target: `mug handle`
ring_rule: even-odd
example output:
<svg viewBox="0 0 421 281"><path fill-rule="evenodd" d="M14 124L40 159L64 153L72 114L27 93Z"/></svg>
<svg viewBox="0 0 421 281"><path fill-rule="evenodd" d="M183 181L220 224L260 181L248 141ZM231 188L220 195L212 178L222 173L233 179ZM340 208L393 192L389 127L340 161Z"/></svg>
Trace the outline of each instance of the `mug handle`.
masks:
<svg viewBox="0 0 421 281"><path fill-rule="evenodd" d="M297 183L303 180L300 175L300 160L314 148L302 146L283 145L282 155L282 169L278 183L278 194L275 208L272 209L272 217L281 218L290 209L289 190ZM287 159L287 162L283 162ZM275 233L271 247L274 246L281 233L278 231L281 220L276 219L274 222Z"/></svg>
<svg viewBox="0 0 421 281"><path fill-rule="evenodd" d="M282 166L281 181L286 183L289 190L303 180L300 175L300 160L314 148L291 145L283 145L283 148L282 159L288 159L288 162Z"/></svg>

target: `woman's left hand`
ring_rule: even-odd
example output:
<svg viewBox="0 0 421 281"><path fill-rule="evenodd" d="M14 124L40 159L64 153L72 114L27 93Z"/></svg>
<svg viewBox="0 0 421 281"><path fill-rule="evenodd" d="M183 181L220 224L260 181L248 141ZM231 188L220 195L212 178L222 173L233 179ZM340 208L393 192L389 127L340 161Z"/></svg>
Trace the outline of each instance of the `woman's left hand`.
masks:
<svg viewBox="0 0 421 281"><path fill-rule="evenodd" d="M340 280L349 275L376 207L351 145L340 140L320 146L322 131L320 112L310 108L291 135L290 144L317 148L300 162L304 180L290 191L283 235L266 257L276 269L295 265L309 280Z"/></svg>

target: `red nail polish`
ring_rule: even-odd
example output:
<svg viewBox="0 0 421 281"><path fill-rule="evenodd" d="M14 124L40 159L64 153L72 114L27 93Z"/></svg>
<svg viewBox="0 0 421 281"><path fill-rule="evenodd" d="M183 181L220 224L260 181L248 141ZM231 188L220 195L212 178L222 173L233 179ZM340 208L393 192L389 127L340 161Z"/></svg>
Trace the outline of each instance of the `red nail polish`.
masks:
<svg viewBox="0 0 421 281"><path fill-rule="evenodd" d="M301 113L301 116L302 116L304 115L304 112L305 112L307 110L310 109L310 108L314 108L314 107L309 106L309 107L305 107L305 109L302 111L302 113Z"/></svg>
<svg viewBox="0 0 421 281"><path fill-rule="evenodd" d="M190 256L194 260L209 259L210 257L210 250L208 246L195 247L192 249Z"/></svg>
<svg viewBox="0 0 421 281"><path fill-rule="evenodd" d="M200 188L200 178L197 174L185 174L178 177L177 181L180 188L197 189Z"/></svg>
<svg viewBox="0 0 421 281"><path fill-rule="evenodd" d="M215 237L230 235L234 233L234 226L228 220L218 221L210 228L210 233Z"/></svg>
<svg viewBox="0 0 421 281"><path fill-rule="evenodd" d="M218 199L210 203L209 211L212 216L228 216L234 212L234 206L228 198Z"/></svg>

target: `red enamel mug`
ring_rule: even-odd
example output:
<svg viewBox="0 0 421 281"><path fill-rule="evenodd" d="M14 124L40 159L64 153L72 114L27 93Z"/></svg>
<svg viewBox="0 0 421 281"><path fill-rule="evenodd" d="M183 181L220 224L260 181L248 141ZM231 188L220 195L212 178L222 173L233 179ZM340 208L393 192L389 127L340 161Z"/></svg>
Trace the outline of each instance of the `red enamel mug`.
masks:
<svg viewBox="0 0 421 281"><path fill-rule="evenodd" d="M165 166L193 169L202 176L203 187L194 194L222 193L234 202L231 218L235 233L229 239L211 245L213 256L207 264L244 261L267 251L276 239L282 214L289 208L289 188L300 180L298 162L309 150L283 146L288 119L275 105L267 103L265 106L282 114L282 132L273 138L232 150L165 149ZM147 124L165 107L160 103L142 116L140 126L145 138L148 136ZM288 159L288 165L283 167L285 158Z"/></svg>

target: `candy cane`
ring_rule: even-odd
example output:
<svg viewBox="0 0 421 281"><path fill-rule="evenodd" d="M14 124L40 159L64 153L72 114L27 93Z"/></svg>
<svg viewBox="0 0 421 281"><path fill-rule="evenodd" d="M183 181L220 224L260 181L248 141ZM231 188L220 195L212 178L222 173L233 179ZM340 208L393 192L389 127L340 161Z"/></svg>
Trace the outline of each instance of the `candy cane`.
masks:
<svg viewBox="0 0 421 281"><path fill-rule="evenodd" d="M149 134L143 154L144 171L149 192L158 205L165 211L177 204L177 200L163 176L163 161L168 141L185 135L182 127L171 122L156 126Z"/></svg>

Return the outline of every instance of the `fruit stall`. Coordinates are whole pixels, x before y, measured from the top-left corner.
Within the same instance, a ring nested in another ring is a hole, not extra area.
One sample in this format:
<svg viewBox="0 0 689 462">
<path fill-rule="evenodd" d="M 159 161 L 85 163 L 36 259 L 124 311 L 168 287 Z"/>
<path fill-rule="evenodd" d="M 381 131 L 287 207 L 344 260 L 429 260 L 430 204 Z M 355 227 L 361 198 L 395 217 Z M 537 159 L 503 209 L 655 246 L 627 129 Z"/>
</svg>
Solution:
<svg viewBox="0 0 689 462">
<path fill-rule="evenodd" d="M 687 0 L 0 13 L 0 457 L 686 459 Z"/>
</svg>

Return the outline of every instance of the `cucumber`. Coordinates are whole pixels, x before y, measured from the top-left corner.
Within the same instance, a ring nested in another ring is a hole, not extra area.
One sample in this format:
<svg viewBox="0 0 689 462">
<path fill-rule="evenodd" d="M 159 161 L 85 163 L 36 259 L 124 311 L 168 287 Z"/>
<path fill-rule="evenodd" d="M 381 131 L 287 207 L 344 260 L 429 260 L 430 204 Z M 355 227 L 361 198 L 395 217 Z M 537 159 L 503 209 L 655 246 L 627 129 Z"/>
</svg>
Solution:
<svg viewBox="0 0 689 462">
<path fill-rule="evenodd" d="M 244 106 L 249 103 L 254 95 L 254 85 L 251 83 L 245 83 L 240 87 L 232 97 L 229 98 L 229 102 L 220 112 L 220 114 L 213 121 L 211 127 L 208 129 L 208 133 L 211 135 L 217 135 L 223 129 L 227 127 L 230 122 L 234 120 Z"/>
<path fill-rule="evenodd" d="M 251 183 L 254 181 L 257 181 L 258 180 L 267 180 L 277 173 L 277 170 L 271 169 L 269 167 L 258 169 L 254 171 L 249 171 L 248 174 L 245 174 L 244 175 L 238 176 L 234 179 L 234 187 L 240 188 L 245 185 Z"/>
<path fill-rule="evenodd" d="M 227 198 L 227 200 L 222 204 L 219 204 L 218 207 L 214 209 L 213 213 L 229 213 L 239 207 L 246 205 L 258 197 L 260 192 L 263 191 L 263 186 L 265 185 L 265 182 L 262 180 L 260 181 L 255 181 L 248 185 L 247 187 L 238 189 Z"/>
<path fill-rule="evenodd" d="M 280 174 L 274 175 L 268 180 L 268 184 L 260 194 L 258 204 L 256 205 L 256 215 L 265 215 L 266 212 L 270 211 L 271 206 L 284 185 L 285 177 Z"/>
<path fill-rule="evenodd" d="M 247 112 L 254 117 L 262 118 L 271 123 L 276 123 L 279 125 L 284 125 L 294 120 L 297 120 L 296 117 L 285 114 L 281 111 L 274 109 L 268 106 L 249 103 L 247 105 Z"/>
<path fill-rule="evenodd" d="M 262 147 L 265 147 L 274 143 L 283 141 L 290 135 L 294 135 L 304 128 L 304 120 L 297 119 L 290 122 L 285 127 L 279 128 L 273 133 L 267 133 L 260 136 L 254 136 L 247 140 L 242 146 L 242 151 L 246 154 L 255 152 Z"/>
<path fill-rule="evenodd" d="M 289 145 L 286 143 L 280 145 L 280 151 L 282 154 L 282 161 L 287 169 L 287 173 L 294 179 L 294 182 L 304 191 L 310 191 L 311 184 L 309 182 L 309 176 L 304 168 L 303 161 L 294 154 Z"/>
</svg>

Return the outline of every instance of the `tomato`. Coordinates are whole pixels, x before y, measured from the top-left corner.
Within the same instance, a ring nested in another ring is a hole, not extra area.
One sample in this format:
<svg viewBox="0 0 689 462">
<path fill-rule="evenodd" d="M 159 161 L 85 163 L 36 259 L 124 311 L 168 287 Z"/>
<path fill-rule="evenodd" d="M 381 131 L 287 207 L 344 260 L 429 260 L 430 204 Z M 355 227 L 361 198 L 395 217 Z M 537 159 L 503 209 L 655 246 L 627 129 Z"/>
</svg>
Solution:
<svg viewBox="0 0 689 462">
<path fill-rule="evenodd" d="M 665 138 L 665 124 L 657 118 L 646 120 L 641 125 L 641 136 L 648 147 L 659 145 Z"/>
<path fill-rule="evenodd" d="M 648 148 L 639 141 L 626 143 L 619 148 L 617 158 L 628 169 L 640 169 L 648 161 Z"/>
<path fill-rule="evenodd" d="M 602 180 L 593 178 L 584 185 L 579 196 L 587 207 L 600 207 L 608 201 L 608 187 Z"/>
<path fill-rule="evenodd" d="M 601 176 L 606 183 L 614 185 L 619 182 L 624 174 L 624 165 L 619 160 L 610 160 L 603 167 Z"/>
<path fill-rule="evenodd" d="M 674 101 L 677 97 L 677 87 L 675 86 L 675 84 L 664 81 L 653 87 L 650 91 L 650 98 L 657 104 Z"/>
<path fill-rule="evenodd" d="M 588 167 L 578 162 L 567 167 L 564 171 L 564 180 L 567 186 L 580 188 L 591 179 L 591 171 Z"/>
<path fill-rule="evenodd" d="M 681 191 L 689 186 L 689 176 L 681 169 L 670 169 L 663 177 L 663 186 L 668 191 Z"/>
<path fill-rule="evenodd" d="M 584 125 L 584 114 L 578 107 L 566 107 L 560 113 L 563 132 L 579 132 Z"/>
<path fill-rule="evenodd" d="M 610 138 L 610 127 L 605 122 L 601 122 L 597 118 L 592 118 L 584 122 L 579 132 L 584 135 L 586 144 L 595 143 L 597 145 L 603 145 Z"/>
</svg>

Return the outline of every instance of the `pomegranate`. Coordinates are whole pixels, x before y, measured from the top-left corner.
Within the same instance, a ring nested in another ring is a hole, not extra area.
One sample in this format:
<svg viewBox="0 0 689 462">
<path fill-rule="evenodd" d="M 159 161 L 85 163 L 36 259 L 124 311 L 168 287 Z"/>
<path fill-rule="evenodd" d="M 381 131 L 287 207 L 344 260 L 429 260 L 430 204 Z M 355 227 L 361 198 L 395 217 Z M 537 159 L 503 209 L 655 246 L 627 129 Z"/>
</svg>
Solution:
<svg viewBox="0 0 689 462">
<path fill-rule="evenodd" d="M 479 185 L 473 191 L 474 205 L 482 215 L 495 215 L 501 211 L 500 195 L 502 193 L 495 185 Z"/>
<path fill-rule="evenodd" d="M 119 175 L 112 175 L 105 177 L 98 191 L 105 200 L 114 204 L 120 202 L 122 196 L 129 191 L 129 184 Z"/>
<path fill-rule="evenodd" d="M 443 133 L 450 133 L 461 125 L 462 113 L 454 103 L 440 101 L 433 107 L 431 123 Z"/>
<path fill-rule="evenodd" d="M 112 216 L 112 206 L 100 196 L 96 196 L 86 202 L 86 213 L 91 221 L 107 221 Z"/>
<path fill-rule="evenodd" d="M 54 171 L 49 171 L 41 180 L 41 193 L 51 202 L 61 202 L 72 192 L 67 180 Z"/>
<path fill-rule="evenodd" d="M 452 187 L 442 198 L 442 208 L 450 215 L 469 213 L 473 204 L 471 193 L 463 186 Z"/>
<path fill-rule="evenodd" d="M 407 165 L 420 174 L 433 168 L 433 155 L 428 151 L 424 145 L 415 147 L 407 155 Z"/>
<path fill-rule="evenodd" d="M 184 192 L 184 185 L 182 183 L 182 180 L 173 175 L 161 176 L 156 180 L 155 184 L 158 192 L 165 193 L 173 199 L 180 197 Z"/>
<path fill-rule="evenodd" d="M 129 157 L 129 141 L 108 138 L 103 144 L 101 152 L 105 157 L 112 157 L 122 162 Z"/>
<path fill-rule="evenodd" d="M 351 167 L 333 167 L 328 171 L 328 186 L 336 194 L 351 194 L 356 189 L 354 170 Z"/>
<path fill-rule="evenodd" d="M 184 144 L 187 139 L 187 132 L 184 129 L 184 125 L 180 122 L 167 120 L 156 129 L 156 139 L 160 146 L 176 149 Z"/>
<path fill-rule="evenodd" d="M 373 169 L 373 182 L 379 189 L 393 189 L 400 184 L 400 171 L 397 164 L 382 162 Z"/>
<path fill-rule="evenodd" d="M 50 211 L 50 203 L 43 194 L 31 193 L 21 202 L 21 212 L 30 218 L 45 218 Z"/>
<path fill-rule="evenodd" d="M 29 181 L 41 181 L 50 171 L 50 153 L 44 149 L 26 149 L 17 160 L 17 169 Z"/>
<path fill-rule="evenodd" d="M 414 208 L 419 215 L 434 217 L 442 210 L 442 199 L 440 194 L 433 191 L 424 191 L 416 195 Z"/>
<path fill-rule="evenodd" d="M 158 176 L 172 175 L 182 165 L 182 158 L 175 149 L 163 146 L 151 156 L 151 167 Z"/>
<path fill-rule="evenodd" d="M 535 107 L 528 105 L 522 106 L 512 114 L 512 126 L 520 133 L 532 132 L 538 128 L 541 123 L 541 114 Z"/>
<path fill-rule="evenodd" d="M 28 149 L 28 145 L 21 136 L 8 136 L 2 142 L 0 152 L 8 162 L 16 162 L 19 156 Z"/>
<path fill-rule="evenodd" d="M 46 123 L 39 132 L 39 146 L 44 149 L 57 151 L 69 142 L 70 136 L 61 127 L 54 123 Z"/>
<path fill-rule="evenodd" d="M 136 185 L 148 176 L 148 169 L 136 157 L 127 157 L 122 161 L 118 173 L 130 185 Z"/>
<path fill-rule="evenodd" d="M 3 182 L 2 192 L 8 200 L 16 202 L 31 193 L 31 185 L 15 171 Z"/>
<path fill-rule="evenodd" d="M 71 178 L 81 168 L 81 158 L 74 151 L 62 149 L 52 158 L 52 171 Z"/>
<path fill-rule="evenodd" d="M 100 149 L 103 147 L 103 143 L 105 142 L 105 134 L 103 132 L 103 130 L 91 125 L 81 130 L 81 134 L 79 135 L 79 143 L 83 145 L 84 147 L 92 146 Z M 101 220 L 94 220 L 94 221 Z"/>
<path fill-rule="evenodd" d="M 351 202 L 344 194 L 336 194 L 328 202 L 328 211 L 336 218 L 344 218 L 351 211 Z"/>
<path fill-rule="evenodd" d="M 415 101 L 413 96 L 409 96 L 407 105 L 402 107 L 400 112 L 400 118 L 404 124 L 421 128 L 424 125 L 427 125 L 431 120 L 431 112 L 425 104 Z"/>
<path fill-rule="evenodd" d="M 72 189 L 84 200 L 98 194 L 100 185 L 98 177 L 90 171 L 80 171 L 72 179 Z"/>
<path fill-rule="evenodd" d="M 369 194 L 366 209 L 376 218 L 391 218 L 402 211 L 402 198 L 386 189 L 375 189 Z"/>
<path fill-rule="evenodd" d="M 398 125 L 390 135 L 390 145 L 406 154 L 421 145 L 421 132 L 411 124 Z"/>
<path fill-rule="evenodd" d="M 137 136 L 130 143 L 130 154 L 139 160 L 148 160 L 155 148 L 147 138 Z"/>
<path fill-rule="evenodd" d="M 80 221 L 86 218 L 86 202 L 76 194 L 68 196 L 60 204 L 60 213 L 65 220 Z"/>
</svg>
------------
State how many lines of the records above contain the word "left". Give only the number.

* _Task answer_: 6